• _INSTRUCTIONS FOR THE TASK_
Report every line of the data below that contains the word "background", copying each such line in full. Letter case counts when matching.

• _INPUT MATERIAL_
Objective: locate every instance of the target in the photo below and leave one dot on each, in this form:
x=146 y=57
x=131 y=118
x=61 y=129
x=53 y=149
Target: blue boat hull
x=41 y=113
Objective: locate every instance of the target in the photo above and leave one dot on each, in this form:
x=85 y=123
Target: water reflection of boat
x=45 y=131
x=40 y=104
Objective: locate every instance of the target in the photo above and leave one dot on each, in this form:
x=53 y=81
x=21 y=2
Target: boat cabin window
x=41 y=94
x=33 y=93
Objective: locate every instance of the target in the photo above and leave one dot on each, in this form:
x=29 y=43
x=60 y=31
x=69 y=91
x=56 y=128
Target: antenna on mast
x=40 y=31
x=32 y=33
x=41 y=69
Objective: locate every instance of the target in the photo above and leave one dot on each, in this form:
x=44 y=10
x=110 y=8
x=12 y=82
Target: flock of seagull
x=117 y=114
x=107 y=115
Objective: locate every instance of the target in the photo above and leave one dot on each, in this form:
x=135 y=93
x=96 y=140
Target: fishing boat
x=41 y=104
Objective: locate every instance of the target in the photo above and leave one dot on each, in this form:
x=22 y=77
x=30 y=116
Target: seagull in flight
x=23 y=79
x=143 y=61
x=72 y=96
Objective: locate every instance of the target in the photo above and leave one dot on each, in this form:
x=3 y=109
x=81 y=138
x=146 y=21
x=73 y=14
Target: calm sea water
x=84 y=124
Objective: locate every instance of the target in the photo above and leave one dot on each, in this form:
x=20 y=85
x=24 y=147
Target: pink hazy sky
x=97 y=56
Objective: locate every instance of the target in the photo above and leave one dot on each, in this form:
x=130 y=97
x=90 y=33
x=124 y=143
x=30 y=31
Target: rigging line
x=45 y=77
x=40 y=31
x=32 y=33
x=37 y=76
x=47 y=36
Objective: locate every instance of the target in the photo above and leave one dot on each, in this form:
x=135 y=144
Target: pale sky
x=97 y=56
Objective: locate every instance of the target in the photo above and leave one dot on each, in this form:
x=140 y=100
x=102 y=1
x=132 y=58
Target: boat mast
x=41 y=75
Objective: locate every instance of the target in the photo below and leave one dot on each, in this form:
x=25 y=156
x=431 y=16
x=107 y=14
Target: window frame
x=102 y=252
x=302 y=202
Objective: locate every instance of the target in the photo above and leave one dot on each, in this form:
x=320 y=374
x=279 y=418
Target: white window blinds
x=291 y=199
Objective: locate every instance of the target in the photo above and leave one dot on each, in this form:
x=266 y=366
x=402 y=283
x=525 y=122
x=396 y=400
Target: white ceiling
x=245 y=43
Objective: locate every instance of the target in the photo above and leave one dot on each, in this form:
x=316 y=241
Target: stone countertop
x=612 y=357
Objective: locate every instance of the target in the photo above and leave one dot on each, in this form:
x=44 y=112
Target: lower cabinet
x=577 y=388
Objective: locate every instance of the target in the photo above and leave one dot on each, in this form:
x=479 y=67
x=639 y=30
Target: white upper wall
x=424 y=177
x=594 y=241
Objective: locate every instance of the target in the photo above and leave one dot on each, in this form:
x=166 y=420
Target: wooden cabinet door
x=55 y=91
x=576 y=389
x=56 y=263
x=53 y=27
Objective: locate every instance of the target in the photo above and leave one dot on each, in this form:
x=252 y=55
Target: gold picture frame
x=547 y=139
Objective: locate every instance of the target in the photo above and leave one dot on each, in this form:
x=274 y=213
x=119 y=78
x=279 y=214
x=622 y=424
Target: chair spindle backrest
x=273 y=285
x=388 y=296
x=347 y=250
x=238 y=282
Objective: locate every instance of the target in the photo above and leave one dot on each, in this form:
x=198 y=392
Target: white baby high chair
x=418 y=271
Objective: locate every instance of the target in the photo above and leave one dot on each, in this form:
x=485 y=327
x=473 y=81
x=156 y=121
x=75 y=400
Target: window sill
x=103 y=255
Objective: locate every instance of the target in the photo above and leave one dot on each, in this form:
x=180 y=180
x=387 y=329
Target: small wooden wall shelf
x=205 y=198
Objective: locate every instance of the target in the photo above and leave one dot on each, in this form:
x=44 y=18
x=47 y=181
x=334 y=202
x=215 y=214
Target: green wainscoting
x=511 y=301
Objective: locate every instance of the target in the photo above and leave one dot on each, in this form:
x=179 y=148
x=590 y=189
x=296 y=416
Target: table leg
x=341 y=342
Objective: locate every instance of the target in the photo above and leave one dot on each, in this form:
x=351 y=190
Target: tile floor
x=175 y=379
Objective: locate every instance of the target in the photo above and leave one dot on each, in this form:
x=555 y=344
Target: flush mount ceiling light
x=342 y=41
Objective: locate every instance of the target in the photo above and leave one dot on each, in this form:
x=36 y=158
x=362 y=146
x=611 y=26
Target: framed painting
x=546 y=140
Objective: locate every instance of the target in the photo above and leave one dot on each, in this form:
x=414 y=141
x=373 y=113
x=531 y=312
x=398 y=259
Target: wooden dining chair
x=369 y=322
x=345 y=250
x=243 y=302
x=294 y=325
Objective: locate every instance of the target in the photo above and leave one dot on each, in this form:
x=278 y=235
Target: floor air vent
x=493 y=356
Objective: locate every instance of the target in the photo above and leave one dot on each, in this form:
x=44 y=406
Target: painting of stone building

--

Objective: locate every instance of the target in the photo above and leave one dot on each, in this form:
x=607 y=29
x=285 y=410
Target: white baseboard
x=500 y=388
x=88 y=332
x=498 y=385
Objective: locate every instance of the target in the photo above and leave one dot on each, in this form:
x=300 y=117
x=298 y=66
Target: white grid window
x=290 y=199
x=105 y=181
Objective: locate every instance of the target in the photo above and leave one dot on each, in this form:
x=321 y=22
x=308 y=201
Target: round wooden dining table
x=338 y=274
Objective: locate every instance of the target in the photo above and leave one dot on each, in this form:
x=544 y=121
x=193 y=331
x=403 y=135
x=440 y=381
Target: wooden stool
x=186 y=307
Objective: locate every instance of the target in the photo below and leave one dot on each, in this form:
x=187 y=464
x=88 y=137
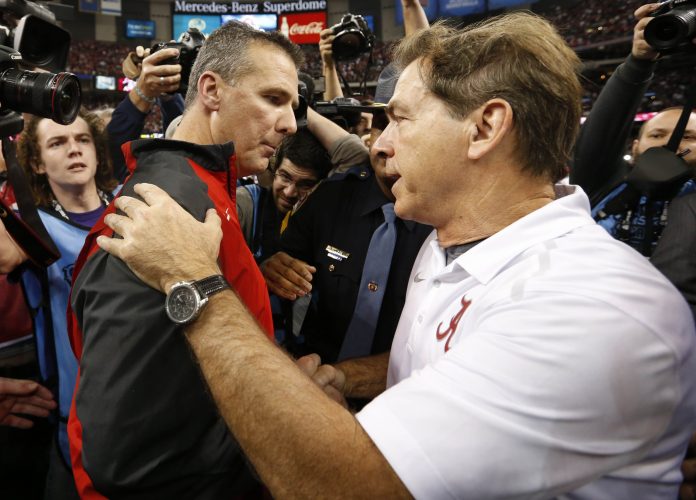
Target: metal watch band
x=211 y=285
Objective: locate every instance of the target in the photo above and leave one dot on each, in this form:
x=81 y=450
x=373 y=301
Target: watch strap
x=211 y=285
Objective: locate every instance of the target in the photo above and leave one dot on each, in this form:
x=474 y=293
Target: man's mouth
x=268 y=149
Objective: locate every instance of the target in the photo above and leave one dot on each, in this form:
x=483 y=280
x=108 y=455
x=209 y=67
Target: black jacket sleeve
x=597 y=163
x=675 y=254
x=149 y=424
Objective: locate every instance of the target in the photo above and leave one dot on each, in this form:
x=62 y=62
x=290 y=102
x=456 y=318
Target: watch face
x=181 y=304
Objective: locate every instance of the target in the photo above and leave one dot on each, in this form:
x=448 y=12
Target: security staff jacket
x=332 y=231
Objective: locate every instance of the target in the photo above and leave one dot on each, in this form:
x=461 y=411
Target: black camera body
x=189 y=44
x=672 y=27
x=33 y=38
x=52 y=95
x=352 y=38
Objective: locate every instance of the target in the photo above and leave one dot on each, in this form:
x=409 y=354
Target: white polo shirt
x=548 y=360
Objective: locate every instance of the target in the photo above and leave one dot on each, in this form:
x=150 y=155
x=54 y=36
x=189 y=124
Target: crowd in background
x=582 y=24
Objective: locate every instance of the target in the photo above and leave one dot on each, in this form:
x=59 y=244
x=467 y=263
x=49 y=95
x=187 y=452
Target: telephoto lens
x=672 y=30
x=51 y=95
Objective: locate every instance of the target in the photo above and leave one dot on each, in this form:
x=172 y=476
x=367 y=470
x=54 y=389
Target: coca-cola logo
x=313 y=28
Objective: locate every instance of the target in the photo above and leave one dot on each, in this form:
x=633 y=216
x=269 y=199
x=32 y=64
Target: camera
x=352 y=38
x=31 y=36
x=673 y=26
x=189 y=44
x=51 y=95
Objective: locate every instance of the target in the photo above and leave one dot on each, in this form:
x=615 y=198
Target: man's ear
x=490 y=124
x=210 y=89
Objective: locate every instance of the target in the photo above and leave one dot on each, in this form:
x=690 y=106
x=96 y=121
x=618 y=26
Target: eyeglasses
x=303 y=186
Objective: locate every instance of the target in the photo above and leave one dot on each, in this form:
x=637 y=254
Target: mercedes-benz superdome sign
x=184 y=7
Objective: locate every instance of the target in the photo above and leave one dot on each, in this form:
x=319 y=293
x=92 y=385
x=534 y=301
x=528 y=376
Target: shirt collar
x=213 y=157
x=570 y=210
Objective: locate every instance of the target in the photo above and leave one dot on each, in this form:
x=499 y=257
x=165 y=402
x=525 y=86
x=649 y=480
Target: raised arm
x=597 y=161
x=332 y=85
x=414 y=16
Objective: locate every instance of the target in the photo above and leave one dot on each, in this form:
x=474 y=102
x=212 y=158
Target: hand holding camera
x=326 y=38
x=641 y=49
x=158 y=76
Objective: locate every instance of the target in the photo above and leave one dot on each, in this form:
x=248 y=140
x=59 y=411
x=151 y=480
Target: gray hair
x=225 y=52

...

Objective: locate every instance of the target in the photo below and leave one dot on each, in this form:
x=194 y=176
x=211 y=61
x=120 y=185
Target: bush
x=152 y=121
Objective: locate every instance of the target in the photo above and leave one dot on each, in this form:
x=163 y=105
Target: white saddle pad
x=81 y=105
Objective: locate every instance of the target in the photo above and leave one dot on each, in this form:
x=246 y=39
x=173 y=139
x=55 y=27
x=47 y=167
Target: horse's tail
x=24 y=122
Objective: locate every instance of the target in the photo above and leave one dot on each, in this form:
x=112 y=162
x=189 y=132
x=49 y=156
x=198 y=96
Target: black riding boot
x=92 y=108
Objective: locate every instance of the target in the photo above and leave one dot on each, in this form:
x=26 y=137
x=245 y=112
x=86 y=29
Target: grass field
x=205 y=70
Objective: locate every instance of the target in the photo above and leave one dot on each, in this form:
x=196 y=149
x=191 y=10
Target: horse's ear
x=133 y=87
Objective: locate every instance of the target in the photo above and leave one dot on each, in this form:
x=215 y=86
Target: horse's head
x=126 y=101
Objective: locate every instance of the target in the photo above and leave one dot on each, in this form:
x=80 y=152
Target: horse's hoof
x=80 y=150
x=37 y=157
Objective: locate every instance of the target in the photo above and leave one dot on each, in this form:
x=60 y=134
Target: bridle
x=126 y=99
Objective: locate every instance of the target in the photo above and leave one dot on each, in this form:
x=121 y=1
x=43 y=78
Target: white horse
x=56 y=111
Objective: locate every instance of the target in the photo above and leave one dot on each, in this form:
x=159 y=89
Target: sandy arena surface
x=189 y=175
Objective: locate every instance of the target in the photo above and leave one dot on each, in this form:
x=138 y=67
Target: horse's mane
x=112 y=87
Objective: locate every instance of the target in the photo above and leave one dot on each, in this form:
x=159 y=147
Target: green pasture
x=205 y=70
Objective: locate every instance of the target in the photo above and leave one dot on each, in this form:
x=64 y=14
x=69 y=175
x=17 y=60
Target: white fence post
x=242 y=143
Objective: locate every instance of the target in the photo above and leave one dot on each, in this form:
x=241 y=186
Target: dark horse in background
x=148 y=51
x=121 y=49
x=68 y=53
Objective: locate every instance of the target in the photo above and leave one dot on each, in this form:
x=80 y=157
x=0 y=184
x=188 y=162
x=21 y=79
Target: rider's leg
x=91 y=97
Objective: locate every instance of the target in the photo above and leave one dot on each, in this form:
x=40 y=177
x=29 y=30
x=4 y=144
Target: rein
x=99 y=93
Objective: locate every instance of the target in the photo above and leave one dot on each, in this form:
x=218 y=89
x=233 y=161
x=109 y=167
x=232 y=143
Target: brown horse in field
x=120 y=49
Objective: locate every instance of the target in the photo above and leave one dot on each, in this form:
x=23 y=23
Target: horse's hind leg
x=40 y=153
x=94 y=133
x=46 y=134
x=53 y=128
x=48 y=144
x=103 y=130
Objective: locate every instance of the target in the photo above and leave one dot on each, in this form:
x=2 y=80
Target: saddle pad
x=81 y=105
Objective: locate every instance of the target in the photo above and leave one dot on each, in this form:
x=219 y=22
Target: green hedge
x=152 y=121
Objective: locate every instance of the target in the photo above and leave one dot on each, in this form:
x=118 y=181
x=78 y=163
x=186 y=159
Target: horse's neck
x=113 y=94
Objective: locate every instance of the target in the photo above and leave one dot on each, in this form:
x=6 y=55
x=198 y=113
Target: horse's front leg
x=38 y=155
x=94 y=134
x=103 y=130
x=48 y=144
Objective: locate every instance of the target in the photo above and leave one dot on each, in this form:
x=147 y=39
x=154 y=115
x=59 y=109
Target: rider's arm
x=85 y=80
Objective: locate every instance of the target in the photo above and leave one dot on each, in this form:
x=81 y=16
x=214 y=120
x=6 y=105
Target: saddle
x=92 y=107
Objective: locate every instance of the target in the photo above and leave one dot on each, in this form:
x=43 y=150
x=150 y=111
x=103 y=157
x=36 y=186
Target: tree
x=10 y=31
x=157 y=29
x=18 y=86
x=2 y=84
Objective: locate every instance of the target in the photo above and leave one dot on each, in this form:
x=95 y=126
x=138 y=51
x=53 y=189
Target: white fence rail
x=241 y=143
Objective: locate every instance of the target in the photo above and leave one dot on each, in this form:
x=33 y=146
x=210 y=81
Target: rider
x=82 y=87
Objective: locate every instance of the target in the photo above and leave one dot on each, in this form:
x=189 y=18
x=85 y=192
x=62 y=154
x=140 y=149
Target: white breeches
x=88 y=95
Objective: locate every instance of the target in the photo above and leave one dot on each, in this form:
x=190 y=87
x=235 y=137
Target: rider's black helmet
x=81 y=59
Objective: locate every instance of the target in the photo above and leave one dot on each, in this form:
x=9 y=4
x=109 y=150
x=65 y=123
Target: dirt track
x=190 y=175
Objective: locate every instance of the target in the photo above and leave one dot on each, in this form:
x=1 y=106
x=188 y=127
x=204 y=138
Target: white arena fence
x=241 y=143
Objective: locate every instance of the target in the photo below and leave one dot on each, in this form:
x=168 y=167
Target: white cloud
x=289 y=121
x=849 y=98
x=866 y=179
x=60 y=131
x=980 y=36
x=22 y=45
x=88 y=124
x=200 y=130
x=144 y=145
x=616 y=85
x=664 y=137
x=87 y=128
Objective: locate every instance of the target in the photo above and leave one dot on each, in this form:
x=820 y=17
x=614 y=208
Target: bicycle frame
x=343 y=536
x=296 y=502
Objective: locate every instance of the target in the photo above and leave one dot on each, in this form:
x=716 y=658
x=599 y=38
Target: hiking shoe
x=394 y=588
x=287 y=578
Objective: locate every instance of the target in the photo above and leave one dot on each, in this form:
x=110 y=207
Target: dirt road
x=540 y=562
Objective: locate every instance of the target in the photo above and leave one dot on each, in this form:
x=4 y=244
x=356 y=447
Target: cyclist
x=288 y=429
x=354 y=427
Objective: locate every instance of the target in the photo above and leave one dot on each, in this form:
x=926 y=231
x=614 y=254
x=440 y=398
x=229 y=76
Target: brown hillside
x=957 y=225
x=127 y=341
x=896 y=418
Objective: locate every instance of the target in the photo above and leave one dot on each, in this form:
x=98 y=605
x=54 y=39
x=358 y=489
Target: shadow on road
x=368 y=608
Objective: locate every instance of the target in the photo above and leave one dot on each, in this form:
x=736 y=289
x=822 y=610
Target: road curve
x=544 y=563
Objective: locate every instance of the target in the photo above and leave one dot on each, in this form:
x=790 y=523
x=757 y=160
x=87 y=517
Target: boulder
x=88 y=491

• _RESULT FOR THIS EXERCISE_
Target: crowd in background
Target: dark horse in background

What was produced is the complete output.